_DOCUMENT SEGMENT_

+++

Family Portrait: Adventurer-author Charles R Scott and his family
When business executive Charles R. Scott turned 40, he was at the top of his game. Yet he began experiencing what he calls "the frustration of wanting to be a better parent." Long trips abroad were taking a toll, and he and his Japanese-born wife Eiko Ikegaya's children, son Sho and daughter Saya (then 7 and 2, respectively), were growing up fast. That sentiment led Scott to reevaluate his priorities and realize that most of all, he says, "I wanted to have adventures with my children." A year later, in 2009, he took a leave of absence from his job at Intel Corporation so that he and eight-year-old Sho could bicycle through Japan, from Cape Soya in Hokkaido to Cape Sata in Kyushu, to raise money for a United Nations tree-planting campaign (Ikegaya is a deputy chief at the UN's Department of Peacekeeping Operations). The 2,500-mile, 67-day odyssey, which father and son planned together, is chronicled in Scott's book Rising Son: A Father and Son's Bike Adventure Across Japan, which came out in December 2012. Nearly four years after the trip, Scott is a full-time dad and family adventurer who makes his living as a writer and professional speaker. The bilingual Sho and Saya, now 12 and 6, attend the UN International School, a stone's throw from the family's residence in Waterside Plaza.

+++

_MATERIAL_
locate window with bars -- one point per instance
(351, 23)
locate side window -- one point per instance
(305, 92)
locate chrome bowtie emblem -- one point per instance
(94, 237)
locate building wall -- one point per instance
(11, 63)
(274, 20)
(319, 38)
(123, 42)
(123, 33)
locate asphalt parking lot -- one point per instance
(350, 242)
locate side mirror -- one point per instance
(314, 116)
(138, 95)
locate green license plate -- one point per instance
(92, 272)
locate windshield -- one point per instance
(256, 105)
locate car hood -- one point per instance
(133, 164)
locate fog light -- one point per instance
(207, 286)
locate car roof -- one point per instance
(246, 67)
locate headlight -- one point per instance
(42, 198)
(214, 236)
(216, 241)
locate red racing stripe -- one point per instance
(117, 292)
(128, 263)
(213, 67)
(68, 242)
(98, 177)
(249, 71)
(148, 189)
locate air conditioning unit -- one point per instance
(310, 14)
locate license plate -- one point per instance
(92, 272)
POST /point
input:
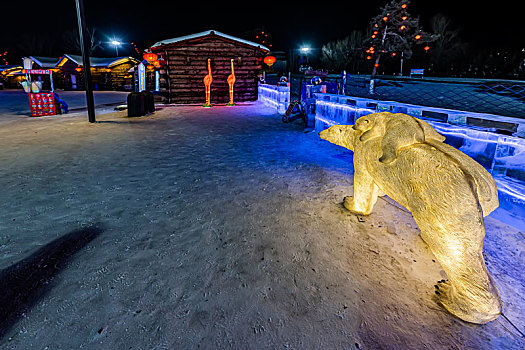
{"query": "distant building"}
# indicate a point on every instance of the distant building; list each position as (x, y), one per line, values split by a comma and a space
(112, 73)
(181, 78)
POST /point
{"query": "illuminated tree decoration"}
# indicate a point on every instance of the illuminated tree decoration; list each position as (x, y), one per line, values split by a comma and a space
(395, 31)
(447, 192)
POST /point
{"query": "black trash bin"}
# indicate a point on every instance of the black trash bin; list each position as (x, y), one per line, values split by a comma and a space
(136, 104)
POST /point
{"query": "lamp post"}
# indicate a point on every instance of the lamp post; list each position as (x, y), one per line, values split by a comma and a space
(115, 43)
(82, 31)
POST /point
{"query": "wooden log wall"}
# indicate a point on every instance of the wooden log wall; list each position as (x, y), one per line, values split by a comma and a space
(187, 67)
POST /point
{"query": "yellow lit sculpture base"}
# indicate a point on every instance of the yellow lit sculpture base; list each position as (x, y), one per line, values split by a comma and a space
(447, 192)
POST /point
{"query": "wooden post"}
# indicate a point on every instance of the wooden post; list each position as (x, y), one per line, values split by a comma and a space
(82, 31)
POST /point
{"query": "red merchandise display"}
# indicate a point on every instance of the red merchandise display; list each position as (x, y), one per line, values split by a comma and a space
(42, 103)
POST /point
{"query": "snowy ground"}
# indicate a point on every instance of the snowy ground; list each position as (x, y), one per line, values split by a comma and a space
(216, 228)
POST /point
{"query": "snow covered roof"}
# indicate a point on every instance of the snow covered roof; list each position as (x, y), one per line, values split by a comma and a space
(97, 61)
(209, 32)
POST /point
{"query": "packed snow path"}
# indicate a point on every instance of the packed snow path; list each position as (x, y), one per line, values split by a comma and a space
(220, 228)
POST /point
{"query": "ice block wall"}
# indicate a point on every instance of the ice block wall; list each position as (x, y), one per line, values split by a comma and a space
(502, 155)
(275, 96)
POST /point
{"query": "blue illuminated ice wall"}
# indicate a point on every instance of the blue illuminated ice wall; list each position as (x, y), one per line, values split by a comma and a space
(502, 155)
(275, 96)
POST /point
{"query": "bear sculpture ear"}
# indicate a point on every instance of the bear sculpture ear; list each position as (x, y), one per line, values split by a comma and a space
(429, 132)
(401, 131)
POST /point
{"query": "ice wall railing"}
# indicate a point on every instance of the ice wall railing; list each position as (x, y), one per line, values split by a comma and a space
(502, 155)
(275, 96)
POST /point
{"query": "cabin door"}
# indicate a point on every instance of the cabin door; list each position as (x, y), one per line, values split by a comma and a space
(73, 81)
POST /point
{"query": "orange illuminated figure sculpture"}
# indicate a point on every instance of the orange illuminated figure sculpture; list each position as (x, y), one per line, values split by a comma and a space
(231, 81)
(207, 84)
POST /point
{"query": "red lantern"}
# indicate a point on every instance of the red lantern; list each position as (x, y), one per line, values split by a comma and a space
(269, 60)
(150, 56)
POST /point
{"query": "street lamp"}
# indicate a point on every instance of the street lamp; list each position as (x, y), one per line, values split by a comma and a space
(115, 43)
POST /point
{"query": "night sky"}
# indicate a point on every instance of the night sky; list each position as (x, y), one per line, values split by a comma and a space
(146, 22)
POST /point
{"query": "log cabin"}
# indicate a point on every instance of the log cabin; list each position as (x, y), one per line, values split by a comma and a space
(186, 58)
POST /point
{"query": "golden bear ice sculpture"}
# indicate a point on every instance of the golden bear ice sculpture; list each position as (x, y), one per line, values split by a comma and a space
(447, 192)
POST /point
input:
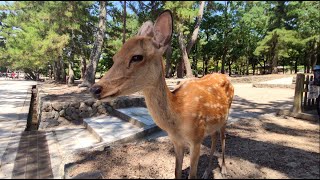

+++

_TASK TO COMPLETE_
Name each person mentioned by name in the family portrait. The listing has nothing to do with the family portrait.

_ANSWER TO THIS TASK_
Charles R. Scott, Eiko Ikegaya, Sho, Saya